── DATA ──

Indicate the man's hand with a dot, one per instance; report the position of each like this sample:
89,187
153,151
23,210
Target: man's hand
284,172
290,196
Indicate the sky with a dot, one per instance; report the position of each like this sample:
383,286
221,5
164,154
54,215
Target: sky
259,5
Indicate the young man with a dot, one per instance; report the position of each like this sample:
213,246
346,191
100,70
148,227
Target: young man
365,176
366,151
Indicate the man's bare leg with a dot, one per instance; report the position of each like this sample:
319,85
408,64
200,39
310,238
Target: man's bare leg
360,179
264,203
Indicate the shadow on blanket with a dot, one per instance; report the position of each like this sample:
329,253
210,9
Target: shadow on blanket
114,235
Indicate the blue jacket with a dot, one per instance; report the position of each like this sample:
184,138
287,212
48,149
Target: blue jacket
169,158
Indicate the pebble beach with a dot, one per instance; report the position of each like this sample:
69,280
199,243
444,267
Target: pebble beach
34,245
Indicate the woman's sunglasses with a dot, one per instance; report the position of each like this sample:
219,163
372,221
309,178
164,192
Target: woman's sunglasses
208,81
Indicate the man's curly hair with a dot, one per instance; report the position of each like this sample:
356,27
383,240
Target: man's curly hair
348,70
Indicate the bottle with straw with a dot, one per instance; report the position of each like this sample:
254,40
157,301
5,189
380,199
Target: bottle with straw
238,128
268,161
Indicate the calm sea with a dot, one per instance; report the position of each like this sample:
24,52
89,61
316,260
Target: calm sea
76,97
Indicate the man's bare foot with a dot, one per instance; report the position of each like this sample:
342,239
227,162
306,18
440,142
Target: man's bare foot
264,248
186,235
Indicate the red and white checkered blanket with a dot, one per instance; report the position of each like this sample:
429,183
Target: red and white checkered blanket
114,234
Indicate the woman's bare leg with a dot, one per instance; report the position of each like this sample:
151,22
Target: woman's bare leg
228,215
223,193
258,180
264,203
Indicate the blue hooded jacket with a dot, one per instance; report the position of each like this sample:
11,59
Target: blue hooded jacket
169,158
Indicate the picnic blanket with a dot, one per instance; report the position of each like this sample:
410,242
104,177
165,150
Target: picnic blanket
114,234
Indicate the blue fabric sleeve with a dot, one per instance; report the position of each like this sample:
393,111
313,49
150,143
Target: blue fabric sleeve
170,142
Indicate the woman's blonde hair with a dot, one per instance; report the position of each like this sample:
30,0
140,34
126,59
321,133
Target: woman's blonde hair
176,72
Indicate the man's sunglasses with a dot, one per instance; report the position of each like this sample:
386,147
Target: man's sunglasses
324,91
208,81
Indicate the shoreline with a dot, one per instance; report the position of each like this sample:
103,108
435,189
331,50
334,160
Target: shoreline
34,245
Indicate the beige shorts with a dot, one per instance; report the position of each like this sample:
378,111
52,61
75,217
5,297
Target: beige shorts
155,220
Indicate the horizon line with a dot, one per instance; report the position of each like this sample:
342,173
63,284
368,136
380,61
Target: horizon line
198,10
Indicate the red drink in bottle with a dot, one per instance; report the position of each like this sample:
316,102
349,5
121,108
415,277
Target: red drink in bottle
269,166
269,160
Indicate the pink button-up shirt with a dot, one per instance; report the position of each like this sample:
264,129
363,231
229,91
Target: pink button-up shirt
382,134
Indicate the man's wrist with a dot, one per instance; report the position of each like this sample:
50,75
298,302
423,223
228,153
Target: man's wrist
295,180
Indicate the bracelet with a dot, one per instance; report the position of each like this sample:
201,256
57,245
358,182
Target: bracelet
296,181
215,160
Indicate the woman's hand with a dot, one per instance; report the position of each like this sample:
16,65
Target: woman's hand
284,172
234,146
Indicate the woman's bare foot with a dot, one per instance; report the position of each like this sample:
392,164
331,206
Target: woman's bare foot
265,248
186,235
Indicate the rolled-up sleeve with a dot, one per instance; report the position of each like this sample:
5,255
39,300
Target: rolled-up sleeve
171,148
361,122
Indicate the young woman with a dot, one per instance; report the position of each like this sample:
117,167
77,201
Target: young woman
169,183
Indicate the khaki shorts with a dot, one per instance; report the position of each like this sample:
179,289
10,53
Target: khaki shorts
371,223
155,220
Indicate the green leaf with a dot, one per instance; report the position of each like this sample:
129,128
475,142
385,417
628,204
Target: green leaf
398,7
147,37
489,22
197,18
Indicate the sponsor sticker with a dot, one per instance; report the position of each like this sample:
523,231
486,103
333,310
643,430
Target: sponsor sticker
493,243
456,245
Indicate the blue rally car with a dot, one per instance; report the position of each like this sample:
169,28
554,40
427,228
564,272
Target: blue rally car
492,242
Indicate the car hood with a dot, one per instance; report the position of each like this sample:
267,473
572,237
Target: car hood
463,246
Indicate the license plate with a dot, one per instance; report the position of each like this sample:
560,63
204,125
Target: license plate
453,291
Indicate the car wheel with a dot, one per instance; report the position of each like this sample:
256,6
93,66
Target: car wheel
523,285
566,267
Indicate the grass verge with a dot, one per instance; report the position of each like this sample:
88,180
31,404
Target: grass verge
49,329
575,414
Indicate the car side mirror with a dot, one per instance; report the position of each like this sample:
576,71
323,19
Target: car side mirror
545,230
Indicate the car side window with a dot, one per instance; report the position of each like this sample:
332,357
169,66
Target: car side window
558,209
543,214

───

* **EXERCISE AIM**
Copy all of the rows above again, word for word and in the same order, with no changes.

* **FINISHED EXERCISE**
Indicate the man's hand with a dot, one per instance; report the position of each like this sample:
89,187
153,151
23,210
Target: man's hand
284,172
290,196
Indicate the sky with a dot, one per instance; report the position of each like this sample:
383,286
221,5
164,154
54,215
Target: sky
259,5
Indicate the young man with a dot, one per instance; report the position of each like this sample:
213,246
346,191
100,70
148,227
Target: young man
365,176
366,151
Indicate the man's bare leg with a dot, one per instance; report the position of each like this sample:
319,85
408,64
200,39
310,238
Target: man's bare leg
360,179
264,203
Indicate the shadow on blanket with a dot, one per instance; report the position of each like this sample:
329,253
210,9
Target: shadow on blanket
114,235
Indicate the blue jacket with a dot, one per instance; report the position of each like this sample:
184,138
287,212
48,149
Target: blue jacket
169,158
Indicate the pebble beach with a dot, one per instance; report the position of each like this sample:
69,280
199,243
444,267
Target: pebble beach
34,245
Indicate the woman's sunglasses with a dot, one per instance; report the position of each like this sample:
219,163
372,221
309,178
164,192
Target: woman's sunglasses
208,81
Indicate the man's curly hair with a dot, one per instance; report the position of each like this sample:
356,27
383,240
Target: man's curly hair
348,70
Indicate the bottle with straw with a dot, one per instance; report the position of each like this sample:
254,40
157,301
5,189
380,199
Target: bottle with straw
238,128
268,161
Indicate the calm sea with a dot, one per instance; report the position of each like this sample:
24,52
89,61
316,260
Target: calm sea
76,97
Indicate the man's bare foot with a dot, one per instance; report the position of each like this sample:
342,239
227,162
306,18
440,142
Target: man's bare foot
264,248
186,235
Indicate the red and white checkered blanket with a dot, one per instance; report the position of each like this sample:
429,183
Target: red and white checkered blanket
114,234
Indicate the woman's bare leg with a dot, one per instance; report the position of each like this sample:
151,22
Target: woman's bare leg
228,215
223,193
258,180
264,203
Indicate the blue hooded jacket with a dot, one per instance; report the position of each like this sample:
11,59
Target: blue hooded jacket
169,158
Indicate the picnic blanket with a dot, one per instance; report the position of each like this sample:
410,242
104,177
165,150
Target: picnic blanket
114,234
Indicate the blue fabric sleeve with a dot, one per instance; report the position of each like this sample:
393,111
313,49
150,143
Target: blue fabric sleeve
170,142
Indicate the woman's blonde hair with a dot, one per instance; report the position of each like this sample:
30,0
140,34
126,59
321,133
Target: woman's blonde hair
176,72
Indicate the man's sunglasses with a dot, one per instance; report the position of each like this sample:
386,147
Target: man's sunglasses
324,91
208,81
Indicate the shoreline with a dot, one per instance; report the position of each like this sample:
103,108
435,189
331,50
334,160
Target: shoreline
34,245
Indicate the beige shorts with a dot, one per instance; report the position of each like this sample:
378,111
52,61
75,217
5,297
Target: beige shorts
155,220
Indicate the horizon line with a dot, one per instance; report the position of each like this sample:
342,173
63,284
368,136
380,61
Target: horizon line
198,10
Indicate the red drink in bottle with a dot, one per instance; report the position of each like this sample:
316,102
349,5
121,108
415,277
Target: red drink in bottle
269,166
269,160
Indicate the pink button-up shirt with a dot, one per instance; report the position of each like this sample:
264,129
363,231
229,91
Target: pink button-up shirt
382,134
Indicate the man's wrist with a dot, one per instance; report the position of each like this sample:
50,75
298,302
423,223
228,153
Target: man's wrist
295,180
Indicate the bracelet with a dot, one per instance; report the position of each like this sample:
201,256
57,245
358,182
Target: bracelet
296,181
215,160
Indicate the woman's hand with a dot, one per instance; report the position of each like this sample:
16,65
Target: woman's hand
284,172
234,146
Indicate the woman's bare foot with a dot, one per instance; report the position of each like this sample:
392,164
331,206
Target: woman's bare foot
265,248
186,235
Indicate the rolled-up sleeve with a dot, one per instance; report the position of each like this sample:
5,255
39,300
Target: rolled-up sleeve
171,148
361,122
Indicate the young woman with a dot, one per instance; report the position of each like this sample:
117,167
77,201
Target: young woman
169,183
Indicate the khaki shorts with a dot, one per instance; report the position of each like this sample:
179,289
10,53
Target: khaki shorts
371,223
155,220
Indicate the green leaf with a dot, one per instance; report the position of each like this sample:
129,128
475,142
385,417
628,204
Target: green leaf
398,7
147,37
489,22
197,18
Indicate the sponsor sticker with a dot, one per instance; report the position of each like this sample:
523,231
486,103
333,310
643,430
Target: sponsor sticker
493,243
456,245
Indicate the blue rally car with a dot, one per instance; report the position of each like this sample:
169,28
554,40
427,228
564,272
Target: blue rally car
492,242
Indicate the car hood with a dot, one per instance; report the position of each like this sample:
267,473
572,237
Target: car hood
463,246
Indicate the license plate with a dot, one per instance; report the position of each like this sample:
560,63
204,125
Target: license plate
453,291
Indicate the car wheel with a dot, one per instance; report the position of each like this sample:
256,6
93,66
Target: car wheel
523,285
566,267
Indicate the grass verge with a dot, one per instance; report the position of each like this sample:
88,180
31,404
Target: grass verge
49,329
575,414
Indicate the car side mirror with a dot, one per instance; report the position of each like this sample:
576,71
323,19
Target: car side mirror
545,230
Indicate the car side window with a dot, one per instance; report the position of each like this sample:
332,357
169,66
Target: car side window
558,209
543,214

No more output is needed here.